Copy the records below in full, keeping each word as it is but omitting the pictures.
-- DATA follows --
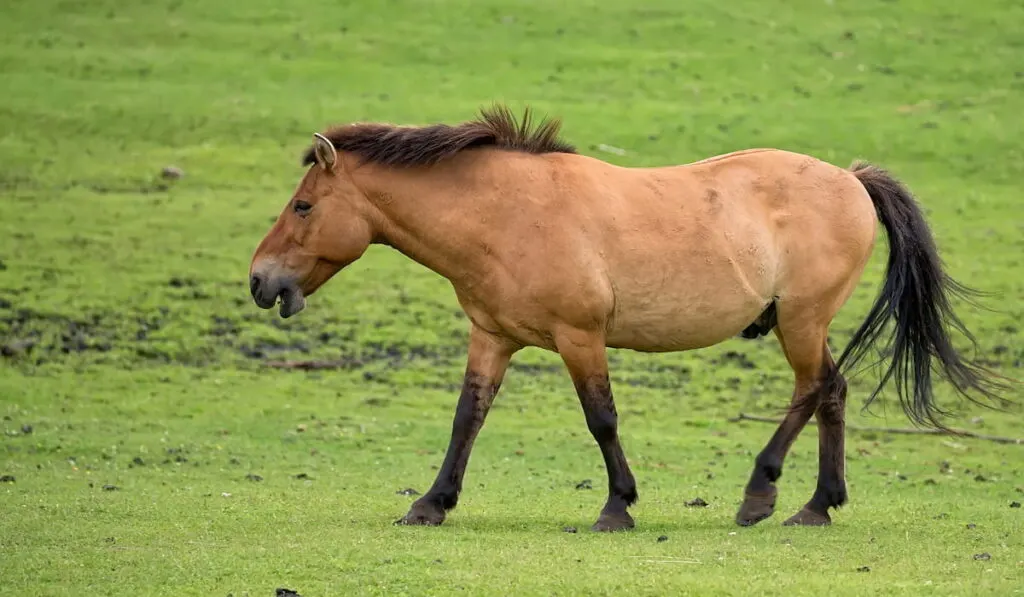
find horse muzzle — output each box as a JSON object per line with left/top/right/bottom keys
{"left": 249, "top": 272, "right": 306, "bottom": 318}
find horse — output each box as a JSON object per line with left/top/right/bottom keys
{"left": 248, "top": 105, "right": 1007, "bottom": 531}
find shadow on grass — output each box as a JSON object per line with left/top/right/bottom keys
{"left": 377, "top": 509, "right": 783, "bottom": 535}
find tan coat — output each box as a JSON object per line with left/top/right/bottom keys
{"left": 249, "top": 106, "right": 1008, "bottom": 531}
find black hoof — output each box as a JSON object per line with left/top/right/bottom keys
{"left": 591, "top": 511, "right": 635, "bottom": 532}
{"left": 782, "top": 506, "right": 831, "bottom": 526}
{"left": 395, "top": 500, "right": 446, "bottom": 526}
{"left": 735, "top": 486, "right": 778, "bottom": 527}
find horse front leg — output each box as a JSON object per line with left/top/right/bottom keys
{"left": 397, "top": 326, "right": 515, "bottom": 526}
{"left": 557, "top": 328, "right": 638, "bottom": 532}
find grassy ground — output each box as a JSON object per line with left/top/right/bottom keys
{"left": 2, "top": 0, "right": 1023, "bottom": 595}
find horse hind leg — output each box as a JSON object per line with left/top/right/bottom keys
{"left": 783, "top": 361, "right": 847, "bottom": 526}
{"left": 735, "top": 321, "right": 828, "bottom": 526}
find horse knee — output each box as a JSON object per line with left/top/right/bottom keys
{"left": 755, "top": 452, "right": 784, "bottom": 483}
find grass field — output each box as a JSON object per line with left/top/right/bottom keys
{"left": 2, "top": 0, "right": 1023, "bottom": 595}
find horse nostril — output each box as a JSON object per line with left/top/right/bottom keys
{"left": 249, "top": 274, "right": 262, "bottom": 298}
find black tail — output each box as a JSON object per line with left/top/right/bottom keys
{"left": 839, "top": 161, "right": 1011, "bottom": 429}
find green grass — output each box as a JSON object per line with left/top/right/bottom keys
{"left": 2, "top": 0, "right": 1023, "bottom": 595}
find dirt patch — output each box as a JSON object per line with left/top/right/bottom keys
-- DATA concluded --
* **EXERCISE ANSWER**:
find horse muzzle — output each box as a JSON object per line with left/top/right/bottom keys
{"left": 249, "top": 272, "right": 306, "bottom": 318}
find horse — output each box as a JSON object per line with left/top/right/bottom keys
{"left": 248, "top": 105, "right": 1007, "bottom": 531}
find shadow on grass — output each box as a JSON object per line with left/top/right/bottom keys
{"left": 377, "top": 509, "right": 783, "bottom": 535}
find tan coat — output each box as a JSON object per line with left/top/right/bottom keys
{"left": 249, "top": 106, "right": 1008, "bottom": 531}
find black hoof — output each box as a JSON object per line with left/top/right/bottom keys
{"left": 591, "top": 511, "right": 635, "bottom": 532}
{"left": 782, "top": 506, "right": 831, "bottom": 526}
{"left": 395, "top": 500, "right": 446, "bottom": 526}
{"left": 735, "top": 486, "right": 778, "bottom": 527}
find horse front leg — output each box as a JSON object per line with left/top/right/bottom keys
{"left": 397, "top": 326, "right": 515, "bottom": 526}
{"left": 557, "top": 328, "right": 638, "bottom": 532}
find grassy ground — output each box as a JSON object per line with left/top/right/bottom keys
{"left": 2, "top": 0, "right": 1023, "bottom": 595}
find horse hind leg — output each box as a JSON object per line with left/top/right/bottom keys
{"left": 783, "top": 361, "right": 847, "bottom": 526}
{"left": 735, "top": 321, "right": 828, "bottom": 526}
find horse knee — output each box as a JSON object per line with left/top/right/bottom keys
{"left": 755, "top": 452, "right": 784, "bottom": 483}
find grass field — output each box as a JSON object per line with left/top/right/bottom keys
{"left": 2, "top": 0, "right": 1023, "bottom": 595}
find horse nostril — output each box as a JSON object per line with left/top/right/bottom keys
{"left": 249, "top": 274, "right": 262, "bottom": 298}
find black tail — output each box as a JSON object per line with left/top/right/bottom keys
{"left": 839, "top": 161, "right": 1011, "bottom": 429}
find green grass — output each box as a JSON object per line with left/top/right/bottom keys
{"left": 2, "top": 0, "right": 1023, "bottom": 595}
find dirt patch — output each box as a JSON object per line with left/top/right/bottom keys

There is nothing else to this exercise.